[Point labeling records]

========

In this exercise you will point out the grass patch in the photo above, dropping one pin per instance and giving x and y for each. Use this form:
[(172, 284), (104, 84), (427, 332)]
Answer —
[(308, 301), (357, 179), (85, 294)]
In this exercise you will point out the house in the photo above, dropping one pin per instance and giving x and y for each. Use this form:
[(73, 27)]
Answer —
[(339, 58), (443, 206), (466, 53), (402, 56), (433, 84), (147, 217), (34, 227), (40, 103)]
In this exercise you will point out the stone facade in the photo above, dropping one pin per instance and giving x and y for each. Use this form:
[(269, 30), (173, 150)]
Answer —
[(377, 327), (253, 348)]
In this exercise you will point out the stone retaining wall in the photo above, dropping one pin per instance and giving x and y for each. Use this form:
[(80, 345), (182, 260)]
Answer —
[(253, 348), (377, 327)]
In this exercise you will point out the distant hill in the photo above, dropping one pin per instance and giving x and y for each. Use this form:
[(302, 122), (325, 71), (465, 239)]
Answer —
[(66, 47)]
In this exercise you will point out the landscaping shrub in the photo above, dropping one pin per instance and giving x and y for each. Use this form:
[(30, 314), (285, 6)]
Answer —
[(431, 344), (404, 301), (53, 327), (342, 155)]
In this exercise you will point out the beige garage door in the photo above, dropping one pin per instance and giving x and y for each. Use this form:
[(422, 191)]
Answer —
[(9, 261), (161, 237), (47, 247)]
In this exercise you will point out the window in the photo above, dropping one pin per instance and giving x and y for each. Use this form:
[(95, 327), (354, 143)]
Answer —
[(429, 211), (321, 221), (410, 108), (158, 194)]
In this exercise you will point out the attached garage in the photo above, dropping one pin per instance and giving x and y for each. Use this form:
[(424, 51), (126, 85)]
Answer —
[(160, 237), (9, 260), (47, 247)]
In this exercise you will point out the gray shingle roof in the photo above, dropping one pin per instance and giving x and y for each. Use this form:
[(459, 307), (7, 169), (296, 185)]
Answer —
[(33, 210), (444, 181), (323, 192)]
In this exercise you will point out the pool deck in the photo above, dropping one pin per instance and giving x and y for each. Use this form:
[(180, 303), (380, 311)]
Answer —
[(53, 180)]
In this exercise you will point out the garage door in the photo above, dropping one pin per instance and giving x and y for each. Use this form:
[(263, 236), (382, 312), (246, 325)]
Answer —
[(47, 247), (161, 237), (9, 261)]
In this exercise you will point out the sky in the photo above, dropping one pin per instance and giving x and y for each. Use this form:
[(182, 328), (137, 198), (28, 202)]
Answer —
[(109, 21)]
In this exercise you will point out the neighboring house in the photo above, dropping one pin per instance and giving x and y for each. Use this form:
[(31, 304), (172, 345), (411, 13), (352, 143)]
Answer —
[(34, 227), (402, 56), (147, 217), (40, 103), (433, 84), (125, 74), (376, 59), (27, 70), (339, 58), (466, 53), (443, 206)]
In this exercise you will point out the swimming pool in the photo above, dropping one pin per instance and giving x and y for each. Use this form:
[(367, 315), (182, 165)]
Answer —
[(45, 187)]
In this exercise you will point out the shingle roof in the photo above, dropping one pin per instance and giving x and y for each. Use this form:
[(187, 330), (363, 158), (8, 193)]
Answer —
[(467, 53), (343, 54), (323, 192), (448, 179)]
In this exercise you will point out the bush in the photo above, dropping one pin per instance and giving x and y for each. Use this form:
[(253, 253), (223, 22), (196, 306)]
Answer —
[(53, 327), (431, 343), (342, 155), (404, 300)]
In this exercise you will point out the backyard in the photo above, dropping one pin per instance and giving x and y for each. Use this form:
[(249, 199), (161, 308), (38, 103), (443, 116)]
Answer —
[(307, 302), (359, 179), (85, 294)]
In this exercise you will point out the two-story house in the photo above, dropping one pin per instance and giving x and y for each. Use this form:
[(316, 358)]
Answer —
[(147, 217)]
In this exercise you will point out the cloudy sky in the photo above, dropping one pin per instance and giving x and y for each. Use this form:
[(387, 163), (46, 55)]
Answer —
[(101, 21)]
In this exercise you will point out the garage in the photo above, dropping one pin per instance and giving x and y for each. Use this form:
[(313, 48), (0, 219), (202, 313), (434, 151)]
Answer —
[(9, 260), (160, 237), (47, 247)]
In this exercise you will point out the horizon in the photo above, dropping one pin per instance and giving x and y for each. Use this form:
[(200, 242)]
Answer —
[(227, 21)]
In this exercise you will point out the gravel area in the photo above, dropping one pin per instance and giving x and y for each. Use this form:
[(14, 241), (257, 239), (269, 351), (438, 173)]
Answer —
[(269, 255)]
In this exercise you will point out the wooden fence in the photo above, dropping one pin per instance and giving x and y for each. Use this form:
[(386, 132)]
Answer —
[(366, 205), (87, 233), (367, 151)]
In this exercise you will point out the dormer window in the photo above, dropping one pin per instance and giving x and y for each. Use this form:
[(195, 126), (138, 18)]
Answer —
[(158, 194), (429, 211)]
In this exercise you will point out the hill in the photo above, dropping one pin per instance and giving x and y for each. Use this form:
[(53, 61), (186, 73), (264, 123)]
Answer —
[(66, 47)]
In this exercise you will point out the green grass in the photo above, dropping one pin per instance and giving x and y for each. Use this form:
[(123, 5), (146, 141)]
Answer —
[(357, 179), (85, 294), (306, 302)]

========

▶ WHAT THE EXERCISE ASKS:
Reproduce every one of the records above word for word, keeping each line as it appears.

▶ RESPONSE TO THE TASK:
In this exercise you will point out the grass patch in the photo above, dropping one pin per instance and giving x and y for each. Use this form:
[(172, 284), (104, 84), (427, 332)]
Answer —
[(308, 301), (357, 179), (85, 294)]
In this exercise you will point out the house in the photo above, dropping one pin per instance and giving x and y for each. Use this form:
[(73, 27)]
Answer —
[(339, 58), (443, 206), (466, 53), (402, 56), (433, 84), (147, 217), (34, 227), (40, 103)]
In this exercise you will point out the stone facade in the photo above, dropping one pin per instance and giving x and y for each. Use this form:
[(269, 30), (173, 150)]
Answer —
[(377, 327), (253, 348)]
In this exercise you will point out the stone retaining wall in the photo above, dropping one pin per instance and giving x and y for each. Use this form:
[(80, 345), (182, 260)]
Answer —
[(253, 348), (377, 327)]
In this exercise you will point out the distant hill in the photo above, dropping one pin per instance and giving x and y for each. Use this form:
[(302, 122), (325, 71), (465, 239)]
Answer —
[(66, 47)]
In this exercise you will point out the landscaping shrub in the photo above, dropping one pin per instance and giving x and y for each. Use this form:
[(30, 314), (285, 6)]
Answer —
[(431, 344), (404, 301), (53, 327), (342, 155)]
In this exercise you will point out the beige garage door in the photo above, dropping one pin per instance and giving x and y for each. Use this form:
[(422, 191)]
Answer —
[(9, 261), (161, 237), (47, 247)]
In this exercise you will point out the window in the photo above, dropping one pin per instance and giving x and y for each. Use this form:
[(95, 327), (354, 143)]
Answer —
[(429, 211), (321, 221), (410, 108), (158, 194)]
In this exercise you will point out the attached garage in the photo above, dropping one pin per instance and giving x and y for each. Use this form:
[(424, 51), (126, 85)]
Answer —
[(160, 237), (9, 260), (47, 247)]
In this exercise you will point out the gray shingle roof in the photo above, dropping one pin per instance and giving x and y for each. Use this form:
[(459, 307), (7, 169), (296, 185)]
Answer —
[(33, 210), (444, 181), (323, 192)]
In this exercise you will point out the pool deck in the photo above, dropping one pin per instance and giving x and y for each. Use this form:
[(180, 303), (380, 311)]
Answer —
[(53, 180)]
In this exercise you will point out the garage door in the photo above, dropping one pin per instance and giving x and y for each. Use this form:
[(263, 236), (382, 312), (246, 325)]
Answer —
[(47, 247), (161, 237), (9, 261)]
In this exercise you will point out the sky in the photo above, dropping one pin per instance and giving x and y for each. Use this form:
[(182, 328), (137, 198), (28, 202)]
Answer —
[(109, 21)]
In this exercise you will point out the neighboring house in the photo above, dropping one pin per instance and giving x and y for each. Use this form:
[(31, 304), (172, 345), (411, 13), (352, 143)]
Answer —
[(34, 227), (402, 56), (147, 217), (40, 103), (433, 84), (125, 74), (376, 59), (27, 70), (339, 58), (466, 53), (443, 206)]
In this exercise you will point out the swimming pool in the photo above, dropping one pin per instance and giving x and y for each. Use this form:
[(367, 315), (182, 165)]
Answer —
[(45, 187)]
In this exercise you will point out the shingle roof in the photo above, dropping one pin per instance and giving x and y for each. Use this form:
[(187, 330), (363, 158), (8, 193)]
Answer —
[(467, 53), (343, 54), (323, 192), (448, 179)]
In this exercise you will point out the bush in the photo above, dropping one pin per instance and giving x and y for each. Use this form:
[(253, 253), (223, 22), (196, 306)]
Answer —
[(53, 327), (431, 343), (342, 155), (404, 300)]
In this exercise you will point out the backyard in the photo above, dropping one pin per instance and giving x and y for each. Use this form:
[(249, 199), (161, 308), (38, 103), (443, 116)]
Answer —
[(307, 302), (359, 179), (85, 294)]
In this exercise you will point out the two-story house in the photo above, dropping one pin per instance and giving x and y for each. Use this form:
[(316, 358)]
Answer —
[(147, 217)]
In this exercise you will point out the cloudy sky in the photo above, dropping one pin per instance and giving x and y for each. Use this form:
[(387, 163), (46, 55)]
Answer —
[(101, 21)]
In this exercise you will point out the garage in the photo above, dropping one pin per instance and giving x and y for each. Use this form:
[(313, 48), (0, 219), (202, 313), (434, 151)]
Answer —
[(9, 260), (160, 237), (47, 247)]
In this exercise you will point out the horizon in the photo above, dropping one pin per instance and giving x and y for each. Use this form:
[(200, 242)]
Answer —
[(227, 21)]
In this exercise you will point out the gravel area in the photo above, dropping one pin per instance and giving x and y for each. Use this form:
[(14, 241), (257, 239), (269, 351), (438, 173)]
Answer —
[(269, 255)]
In this exercise you will point out the wooden fence in the photo above, dropping one pin per instance and giving x and y for each. Use this form:
[(386, 132)]
Answer —
[(366, 205), (87, 233), (367, 151)]
In this exercise you will point out the dormer window in the photo above, dropping one pin per instance and giving x and y for each. Use this form:
[(195, 126), (138, 18)]
Answer —
[(158, 194), (429, 211)]
In this exercise you will point out the hill in the photo above, dropping one pin per instance and giving x and y for each. Use this form:
[(53, 61), (186, 73), (264, 123)]
Answer —
[(66, 47)]
In this exercise you will point out the green grass in the photo above, dropping one pin per instance and giving x and y for each. Use this form:
[(123, 5), (146, 141)]
Answer —
[(357, 179), (85, 294), (306, 302)]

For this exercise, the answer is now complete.